-- Challenge --
From the line containing "point: orange safety" down to the last line of the material, return those lines verbatim and only those.
====
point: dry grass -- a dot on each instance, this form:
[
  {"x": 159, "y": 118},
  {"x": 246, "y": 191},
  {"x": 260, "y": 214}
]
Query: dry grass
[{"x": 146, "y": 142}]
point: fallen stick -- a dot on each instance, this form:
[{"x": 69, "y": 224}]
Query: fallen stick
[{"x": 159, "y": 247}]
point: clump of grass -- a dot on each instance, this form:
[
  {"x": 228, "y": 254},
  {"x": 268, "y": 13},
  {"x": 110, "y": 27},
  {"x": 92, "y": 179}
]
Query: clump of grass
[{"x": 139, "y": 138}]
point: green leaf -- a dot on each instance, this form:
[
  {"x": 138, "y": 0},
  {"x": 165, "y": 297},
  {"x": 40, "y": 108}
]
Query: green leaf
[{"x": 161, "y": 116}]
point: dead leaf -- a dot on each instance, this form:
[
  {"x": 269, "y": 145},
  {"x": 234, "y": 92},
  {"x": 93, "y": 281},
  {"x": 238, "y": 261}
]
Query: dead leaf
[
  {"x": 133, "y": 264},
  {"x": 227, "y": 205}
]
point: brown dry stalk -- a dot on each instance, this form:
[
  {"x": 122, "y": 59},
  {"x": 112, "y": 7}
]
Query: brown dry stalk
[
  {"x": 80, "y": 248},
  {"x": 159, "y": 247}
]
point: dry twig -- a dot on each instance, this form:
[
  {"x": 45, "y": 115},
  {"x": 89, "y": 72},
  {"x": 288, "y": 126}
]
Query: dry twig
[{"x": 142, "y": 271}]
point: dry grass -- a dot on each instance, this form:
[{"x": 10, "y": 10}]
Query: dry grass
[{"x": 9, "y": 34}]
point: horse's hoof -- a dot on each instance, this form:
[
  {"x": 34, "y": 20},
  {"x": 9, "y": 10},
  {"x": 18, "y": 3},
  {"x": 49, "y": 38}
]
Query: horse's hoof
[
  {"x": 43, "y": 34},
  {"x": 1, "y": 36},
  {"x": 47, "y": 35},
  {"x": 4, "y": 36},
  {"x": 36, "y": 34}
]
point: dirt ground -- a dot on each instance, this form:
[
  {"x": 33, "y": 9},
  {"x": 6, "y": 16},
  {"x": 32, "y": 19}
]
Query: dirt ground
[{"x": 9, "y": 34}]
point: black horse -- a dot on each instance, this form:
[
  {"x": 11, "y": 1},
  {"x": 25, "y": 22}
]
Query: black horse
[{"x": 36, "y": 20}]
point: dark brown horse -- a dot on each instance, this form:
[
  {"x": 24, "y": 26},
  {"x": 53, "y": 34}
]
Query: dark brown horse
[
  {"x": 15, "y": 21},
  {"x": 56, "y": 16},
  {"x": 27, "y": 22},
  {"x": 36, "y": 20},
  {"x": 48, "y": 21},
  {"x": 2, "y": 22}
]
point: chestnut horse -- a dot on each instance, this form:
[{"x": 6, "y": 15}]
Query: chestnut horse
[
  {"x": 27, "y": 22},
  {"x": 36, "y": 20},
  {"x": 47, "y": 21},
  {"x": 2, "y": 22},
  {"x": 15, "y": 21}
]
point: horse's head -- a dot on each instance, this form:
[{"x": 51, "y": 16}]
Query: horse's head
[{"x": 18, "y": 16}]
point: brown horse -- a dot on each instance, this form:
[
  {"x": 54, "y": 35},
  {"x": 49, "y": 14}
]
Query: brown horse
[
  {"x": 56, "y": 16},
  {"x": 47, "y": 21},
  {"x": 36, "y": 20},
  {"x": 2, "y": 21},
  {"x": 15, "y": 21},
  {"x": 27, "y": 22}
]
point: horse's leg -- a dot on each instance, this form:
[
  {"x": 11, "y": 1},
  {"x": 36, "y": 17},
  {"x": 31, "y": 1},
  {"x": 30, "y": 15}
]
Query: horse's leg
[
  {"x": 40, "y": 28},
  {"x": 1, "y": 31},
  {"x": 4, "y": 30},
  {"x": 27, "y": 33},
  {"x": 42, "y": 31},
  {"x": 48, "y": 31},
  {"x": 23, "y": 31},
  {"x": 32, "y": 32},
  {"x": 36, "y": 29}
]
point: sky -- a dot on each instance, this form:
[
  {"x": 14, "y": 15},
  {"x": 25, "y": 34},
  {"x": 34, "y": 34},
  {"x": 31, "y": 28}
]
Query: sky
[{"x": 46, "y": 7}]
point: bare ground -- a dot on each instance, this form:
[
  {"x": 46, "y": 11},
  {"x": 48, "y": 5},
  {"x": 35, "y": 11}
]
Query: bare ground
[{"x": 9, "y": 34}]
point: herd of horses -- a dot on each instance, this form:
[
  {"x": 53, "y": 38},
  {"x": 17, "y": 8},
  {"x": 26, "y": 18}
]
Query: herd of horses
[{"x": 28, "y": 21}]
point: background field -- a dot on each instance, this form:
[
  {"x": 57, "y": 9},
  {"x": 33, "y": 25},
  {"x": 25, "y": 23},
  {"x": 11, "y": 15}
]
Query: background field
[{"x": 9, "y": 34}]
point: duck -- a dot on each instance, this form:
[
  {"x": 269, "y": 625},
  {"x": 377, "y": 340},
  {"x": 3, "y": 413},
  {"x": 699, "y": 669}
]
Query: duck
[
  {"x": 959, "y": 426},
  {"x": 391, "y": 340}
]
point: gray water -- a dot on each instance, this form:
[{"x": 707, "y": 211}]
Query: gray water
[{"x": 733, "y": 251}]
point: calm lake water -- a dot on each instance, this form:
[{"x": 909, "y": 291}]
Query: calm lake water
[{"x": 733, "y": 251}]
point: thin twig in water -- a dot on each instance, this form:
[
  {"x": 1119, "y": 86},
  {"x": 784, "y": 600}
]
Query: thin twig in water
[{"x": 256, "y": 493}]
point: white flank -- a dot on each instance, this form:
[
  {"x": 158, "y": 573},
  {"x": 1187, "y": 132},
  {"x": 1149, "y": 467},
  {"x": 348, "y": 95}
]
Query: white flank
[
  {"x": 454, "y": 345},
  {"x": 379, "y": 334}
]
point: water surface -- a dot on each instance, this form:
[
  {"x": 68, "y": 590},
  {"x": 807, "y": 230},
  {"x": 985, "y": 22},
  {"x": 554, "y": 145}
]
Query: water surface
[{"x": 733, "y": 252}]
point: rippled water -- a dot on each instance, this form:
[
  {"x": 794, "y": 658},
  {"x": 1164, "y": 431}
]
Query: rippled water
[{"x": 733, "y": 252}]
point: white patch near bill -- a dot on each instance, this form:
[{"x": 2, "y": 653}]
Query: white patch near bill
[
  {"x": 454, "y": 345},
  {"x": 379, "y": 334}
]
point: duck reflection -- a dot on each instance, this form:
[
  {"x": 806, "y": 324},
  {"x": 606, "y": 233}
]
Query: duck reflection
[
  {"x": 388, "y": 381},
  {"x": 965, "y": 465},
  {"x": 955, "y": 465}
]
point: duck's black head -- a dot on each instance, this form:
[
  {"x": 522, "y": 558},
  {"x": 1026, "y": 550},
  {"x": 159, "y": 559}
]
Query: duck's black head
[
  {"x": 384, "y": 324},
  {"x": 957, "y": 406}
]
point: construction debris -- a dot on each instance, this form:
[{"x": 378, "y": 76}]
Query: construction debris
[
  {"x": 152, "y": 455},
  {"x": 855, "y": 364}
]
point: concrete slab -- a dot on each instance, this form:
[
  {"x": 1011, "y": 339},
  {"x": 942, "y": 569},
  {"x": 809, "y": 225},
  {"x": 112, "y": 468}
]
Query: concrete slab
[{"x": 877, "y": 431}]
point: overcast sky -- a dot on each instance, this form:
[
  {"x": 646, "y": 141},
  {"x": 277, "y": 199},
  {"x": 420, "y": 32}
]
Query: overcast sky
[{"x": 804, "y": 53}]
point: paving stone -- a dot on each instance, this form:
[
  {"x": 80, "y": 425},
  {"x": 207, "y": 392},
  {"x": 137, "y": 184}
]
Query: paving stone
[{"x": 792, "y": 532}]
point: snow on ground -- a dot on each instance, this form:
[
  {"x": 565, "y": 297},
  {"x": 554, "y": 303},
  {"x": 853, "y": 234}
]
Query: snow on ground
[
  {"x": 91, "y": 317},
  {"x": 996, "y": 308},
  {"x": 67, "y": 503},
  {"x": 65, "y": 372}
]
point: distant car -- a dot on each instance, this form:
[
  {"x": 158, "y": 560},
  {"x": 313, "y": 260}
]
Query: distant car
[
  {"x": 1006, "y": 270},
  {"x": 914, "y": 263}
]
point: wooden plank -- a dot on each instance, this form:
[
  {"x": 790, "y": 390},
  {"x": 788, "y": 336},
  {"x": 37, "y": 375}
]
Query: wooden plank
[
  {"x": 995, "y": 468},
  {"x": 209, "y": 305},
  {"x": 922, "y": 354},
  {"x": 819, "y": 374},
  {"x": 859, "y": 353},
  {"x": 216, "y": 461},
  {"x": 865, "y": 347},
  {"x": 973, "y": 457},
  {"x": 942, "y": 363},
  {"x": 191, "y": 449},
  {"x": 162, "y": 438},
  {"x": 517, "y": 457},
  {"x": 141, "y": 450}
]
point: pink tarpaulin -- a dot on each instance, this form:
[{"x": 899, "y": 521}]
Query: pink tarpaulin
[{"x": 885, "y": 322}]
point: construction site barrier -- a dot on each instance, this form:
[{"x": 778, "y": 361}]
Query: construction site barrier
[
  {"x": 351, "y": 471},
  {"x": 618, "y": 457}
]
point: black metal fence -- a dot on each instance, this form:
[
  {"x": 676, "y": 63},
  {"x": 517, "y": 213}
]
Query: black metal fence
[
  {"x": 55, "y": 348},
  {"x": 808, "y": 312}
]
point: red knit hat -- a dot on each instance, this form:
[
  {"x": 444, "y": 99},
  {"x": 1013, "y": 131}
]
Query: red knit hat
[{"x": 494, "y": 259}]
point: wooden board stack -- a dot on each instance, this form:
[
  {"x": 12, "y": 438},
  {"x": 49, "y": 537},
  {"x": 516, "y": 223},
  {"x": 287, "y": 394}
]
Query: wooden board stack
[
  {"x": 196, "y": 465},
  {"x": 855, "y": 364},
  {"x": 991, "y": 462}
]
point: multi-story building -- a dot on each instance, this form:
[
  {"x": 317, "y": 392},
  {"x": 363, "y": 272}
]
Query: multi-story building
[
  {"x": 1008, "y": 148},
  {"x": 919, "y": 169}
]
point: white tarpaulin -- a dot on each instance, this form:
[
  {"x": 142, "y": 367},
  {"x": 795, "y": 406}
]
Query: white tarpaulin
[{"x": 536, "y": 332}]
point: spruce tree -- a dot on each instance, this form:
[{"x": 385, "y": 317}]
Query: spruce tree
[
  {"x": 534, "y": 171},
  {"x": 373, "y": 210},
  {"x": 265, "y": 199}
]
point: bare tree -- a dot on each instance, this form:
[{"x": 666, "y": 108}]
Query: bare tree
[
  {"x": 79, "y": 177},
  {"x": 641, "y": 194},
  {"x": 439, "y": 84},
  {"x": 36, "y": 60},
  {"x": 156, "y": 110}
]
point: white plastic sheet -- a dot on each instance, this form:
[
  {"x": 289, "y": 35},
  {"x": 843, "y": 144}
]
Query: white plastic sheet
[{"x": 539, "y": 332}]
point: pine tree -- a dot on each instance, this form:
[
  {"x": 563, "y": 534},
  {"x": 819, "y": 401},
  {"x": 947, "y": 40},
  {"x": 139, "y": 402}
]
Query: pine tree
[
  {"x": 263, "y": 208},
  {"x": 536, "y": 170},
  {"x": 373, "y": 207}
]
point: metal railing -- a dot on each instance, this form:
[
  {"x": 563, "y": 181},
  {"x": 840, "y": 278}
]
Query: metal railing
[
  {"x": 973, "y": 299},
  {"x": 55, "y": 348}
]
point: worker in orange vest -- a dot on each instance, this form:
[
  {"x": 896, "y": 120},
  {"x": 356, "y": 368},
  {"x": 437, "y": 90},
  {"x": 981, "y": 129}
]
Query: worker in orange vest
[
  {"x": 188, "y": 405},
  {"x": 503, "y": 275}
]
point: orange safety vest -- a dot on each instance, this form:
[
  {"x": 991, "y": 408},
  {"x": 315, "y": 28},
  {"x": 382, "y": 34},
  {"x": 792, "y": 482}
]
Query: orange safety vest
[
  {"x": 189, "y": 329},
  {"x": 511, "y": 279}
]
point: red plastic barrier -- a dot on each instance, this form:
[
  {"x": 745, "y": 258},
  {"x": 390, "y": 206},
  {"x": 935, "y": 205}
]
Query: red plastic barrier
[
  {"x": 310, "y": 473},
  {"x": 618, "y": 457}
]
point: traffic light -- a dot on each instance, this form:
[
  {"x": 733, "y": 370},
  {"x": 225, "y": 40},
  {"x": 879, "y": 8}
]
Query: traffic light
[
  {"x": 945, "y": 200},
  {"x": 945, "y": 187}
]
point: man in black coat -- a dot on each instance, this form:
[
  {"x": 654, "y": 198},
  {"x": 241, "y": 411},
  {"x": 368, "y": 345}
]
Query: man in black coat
====
-- Solution for this exercise --
point: orange safety vest -- a dot on each instance, this form:
[
  {"x": 991, "y": 408},
  {"x": 315, "y": 28},
  {"x": 382, "y": 34},
  {"x": 792, "y": 482}
]
Query: orange safety vest
[
  {"x": 189, "y": 329},
  {"x": 511, "y": 279}
]
point: red plastic barrier -- a dot on each instance, this form:
[
  {"x": 745, "y": 258},
  {"x": 390, "y": 206},
  {"x": 935, "y": 205}
]
Query: red plastic barrier
[
  {"x": 310, "y": 473},
  {"x": 618, "y": 457}
]
point: traffic light -- a dot on each instance, this form:
[
  {"x": 733, "y": 370},
  {"x": 225, "y": 40},
  {"x": 879, "y": 8}
]
Query: traffic light
[
  {"x": 945, "y": 200},
  {"x": 945, "y": 187}
]
point: man in black coat -- a dot on each instance, this form:
[
  {"x": 654, "y": 198},
  {"x": 241, "y": 411},
  {"x": 368, "y": 345}
]
Query: man in black coat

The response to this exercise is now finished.